## Exercise aim
Start with the line containing "Guideline: for each instance of the black" and write out each line through the end of the listing, exactly as given.

## Listed records
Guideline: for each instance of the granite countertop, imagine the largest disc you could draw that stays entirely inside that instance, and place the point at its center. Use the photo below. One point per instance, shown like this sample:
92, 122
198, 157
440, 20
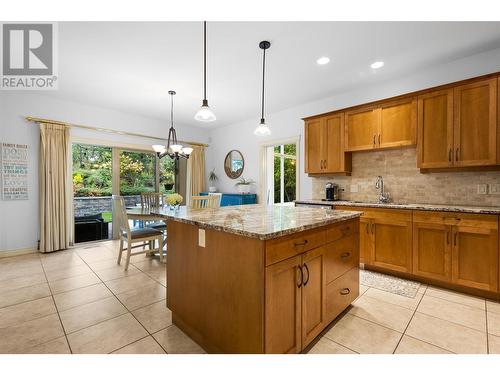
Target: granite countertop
257, 221
408, 206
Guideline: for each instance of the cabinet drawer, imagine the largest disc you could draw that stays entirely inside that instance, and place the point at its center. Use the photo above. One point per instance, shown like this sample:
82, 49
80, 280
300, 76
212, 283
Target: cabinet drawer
285, 247
341, 230
341, 292
341, 256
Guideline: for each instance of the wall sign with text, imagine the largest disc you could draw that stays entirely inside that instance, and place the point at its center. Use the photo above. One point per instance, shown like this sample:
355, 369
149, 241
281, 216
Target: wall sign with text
14, 163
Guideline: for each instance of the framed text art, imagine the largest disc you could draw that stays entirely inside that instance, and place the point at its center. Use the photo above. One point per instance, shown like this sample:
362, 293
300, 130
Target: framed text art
14, 164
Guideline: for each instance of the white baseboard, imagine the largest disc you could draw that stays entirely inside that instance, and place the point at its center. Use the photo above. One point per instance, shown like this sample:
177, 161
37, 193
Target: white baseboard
13, 253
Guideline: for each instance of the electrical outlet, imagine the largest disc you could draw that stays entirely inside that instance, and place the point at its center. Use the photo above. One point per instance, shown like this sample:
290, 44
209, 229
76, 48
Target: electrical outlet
494, 188
482, 189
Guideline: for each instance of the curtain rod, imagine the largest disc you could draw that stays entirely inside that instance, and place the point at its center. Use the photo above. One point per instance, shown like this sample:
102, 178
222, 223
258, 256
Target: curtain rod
88, 127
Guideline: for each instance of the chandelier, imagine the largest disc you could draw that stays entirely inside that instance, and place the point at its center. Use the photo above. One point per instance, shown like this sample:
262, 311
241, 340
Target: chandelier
173, 149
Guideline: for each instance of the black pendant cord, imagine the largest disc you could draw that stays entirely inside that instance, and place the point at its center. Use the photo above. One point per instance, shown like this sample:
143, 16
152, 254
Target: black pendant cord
263, 83
204, 61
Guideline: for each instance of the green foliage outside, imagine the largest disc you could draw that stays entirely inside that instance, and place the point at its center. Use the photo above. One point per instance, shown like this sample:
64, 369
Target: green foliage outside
290, 173
92, 171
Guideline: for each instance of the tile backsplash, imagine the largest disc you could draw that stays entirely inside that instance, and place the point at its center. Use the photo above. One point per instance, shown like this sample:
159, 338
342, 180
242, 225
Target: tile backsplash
405, 184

## In response
Guideline: for each instance of the black pendant cord, imagine the largest disc you could draw that stays entirely inside that instance, and place the point at its center. Use the photo above. One point per instance, shown like this sample:
143, 16
152, 254
Target: black pendant cord
263, 83
204, 61
Guideline: for each instance of the green foliage outside, imagine the largest disc you could draw that stays entirely inside that instance, and place the point at its center. Use the photo above. One point per instance, shown like this sample:
64, 369
Target: green foliage outside
290, 173
92, 171
Guideline: for each instance of the tile backsplash, imagine the largest disc you could draw that stays entirely inside that instance, and place the point at its center. Use the photo above. One point per instance, shown like this sample:
159, 338
342, 180
242, 225
Target: tile backsplash
405, 184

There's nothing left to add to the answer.